--- Directions for this task ---
Rewrite every line of the rows below as a Markdown table with the columns No. and Line, numbering each line and leaving out any blank ones.

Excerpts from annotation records
○ ○ ○
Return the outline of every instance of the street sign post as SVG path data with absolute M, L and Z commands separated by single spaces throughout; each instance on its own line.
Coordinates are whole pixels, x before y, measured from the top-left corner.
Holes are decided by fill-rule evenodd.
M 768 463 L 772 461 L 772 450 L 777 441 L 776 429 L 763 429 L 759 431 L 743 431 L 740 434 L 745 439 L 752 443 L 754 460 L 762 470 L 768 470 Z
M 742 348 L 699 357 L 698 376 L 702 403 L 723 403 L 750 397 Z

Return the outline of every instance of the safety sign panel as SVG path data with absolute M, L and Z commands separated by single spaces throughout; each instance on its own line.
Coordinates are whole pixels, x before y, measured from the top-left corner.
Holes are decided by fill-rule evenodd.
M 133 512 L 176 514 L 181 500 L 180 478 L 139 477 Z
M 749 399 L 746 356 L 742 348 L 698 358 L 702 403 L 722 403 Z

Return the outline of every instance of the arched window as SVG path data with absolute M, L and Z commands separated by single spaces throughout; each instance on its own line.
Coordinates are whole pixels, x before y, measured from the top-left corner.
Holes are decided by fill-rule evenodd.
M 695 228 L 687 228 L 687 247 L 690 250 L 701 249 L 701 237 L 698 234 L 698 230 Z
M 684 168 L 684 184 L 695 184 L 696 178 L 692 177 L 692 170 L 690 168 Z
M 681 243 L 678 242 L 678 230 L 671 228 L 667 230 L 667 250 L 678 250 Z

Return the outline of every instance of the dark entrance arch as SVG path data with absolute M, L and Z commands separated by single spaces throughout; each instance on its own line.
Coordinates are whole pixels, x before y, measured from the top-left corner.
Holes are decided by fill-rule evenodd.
○ ○ ○
--- Task answer ---
| No. | Line |
|---|---|
| 1 | Return the outline of every instance of the street sign post as SVG path data with absolute M, L and Z commands separated by single spaces throughout; each instance on its own line. |
| 2 | Coordinates are whole pixels, x before y, measured from the top-left corner. |
| 3 | Holes are decided by fill-rule evenodd. |
| 4 | M 768 463 L 772 461 L 772 450 L 777 441 L 776 429 L 763 429 L 759 431 L 743 431 L 740 434 L 745 439 L 752 443 L 754 460 L 762 470 L 768 470 Z |
| 5 | M 742 348 L 699 357 L 698 376 L 702 403 L 723 403 L 750 397 Z |
| 6 | Return the outline of every instance of the safety sign panel as SVG path data with absolute M, L and Z commands separated by single spaces throughout; each instance on its own line. |
| 7 | Coordinates are whole pixels, x before y, measured from the top-left corner. |
| 8 | Holes are decided by fill-rule evenodd. |
| 9 | M 133 512 L 176 514 L 181 500 L 180 478 L 139 477 Z |
| 10 | M 749 399 L 746 356 L 742 348 L 698 358 L 702 403 L 722 403 Z |
| 11 | Return the outline of every instance of the arched window as SVG path data with absolute M, L and Z commands separated by single spaces throughout; each instance on its own line. |
| 12 | Coordinates are whole pixels, x before y, measured from the top-left corner. |
| 13 | Holes are decided by fill-rule evenodd. |
| 14 | M 695 228 L 687 228 L 687 247 L 690 250 L 701 249 L 701 237 L 698 234 L 698 230 Z |
| 15 | M 684 168 L 684 184 L 695 184 L 696 178 L 692 177 L 692 170 L 690 168 Z |
| 16 | M 681 243 L 678 242 L 678 230 L 671 228 L 667 230 L 667 250 L 678 250 Z |
| 17 | Return the outline of every instance of the dark entrance arch as SVG path data with absolute M, L and Z commands separated by single spaces throughout; each instance on its own line. |
| 18 | Coordinates are whole pixels, x before y, measured from the top-left corner. |
| 19 | Holes are decided by fill-rule evenodd. |